_Problem details_:
Rewrite the lines from the line with "Could you point at the white wall-mounted" to the line with "<point>362,212</point>" as a two-column CSV with the headers text and answer. Give one row for each text and its answer, with each value in a single quoted field and line breaks replaced by spaces.

Location identification entries:
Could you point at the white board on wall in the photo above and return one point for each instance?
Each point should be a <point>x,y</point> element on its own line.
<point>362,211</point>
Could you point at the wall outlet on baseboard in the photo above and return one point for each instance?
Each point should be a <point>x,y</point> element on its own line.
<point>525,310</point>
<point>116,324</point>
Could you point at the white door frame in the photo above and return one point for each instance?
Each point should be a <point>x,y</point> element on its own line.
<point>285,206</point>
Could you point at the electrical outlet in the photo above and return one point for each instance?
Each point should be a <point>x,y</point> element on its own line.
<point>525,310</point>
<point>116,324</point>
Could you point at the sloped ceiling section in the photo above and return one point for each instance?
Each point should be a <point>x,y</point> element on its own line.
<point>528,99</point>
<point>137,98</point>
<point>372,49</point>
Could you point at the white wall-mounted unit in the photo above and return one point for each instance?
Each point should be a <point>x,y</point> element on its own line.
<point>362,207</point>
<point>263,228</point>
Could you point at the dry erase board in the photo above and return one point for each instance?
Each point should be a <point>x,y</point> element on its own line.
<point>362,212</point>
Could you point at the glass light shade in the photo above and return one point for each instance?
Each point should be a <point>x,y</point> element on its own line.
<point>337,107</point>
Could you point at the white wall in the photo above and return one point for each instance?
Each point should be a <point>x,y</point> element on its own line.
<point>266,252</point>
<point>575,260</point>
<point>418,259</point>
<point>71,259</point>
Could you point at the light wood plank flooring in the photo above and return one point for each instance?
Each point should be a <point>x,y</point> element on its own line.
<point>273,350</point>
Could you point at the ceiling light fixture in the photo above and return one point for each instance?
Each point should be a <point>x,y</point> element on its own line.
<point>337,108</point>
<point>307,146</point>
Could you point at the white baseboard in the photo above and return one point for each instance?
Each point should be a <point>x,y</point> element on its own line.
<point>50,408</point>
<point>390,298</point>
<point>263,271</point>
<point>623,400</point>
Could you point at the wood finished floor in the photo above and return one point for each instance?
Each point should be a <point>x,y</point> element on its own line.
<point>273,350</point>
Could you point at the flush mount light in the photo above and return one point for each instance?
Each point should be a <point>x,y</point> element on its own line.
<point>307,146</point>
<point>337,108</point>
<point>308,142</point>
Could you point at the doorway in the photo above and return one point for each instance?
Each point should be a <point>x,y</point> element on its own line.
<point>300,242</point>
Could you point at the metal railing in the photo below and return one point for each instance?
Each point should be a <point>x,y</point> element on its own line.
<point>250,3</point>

_Correct output_:
text,answer
"Could you point at the white wall-mounted unit in the photo above and return one point for each instance? Each point should be a <point>x,y</point> element on its own line.","<point>362,207</point> <point>263,228</point>"
"Could you point at the dry erase board in the photo above and return one point for each instance? Each point should be a <point>x,y</point> element on its own line.","<point>362,212</point>"